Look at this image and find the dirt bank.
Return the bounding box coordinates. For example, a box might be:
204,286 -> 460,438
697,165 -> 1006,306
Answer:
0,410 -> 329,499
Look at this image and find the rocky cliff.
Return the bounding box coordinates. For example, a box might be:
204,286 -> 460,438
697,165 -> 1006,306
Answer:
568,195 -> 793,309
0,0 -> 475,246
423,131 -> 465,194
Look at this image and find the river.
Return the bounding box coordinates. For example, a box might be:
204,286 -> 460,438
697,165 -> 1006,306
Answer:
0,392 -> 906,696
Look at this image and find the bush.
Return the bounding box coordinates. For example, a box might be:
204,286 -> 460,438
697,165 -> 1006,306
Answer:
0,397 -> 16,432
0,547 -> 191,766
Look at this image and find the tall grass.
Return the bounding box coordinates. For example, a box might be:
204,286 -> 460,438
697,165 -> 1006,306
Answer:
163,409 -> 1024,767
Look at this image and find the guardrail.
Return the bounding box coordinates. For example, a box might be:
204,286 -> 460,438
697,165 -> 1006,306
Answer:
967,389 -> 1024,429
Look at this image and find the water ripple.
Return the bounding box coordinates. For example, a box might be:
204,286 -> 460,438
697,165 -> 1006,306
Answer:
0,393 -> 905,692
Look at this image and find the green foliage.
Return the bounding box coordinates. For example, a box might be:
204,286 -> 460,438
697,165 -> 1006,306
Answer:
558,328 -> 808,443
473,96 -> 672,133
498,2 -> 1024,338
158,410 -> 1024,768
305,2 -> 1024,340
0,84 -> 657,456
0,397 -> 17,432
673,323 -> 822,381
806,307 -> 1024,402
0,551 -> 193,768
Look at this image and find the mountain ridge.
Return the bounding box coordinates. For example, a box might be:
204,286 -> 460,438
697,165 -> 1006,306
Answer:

Written task> Duplicate the records from the line with "Look at this image and find the rocky cliff." up to and including the line with "0,392 -> 906,696".

Exercise answer>
Look at this image and find the rocky cliff.
Return the bounding box coordinates. For example, a box might be:
204,286 -> 460,438
697,165 -> 1006,306
Answer:
568,195 -> 793,309
0,0 -> 475,246
423,131 -> 465,194
Look at this image and find the river.
Return the bounding box coordinates. For example, a box might be:
204,286 -> 460,438
697,165 -> 1006,306
Answer:
0,392 -> 906,696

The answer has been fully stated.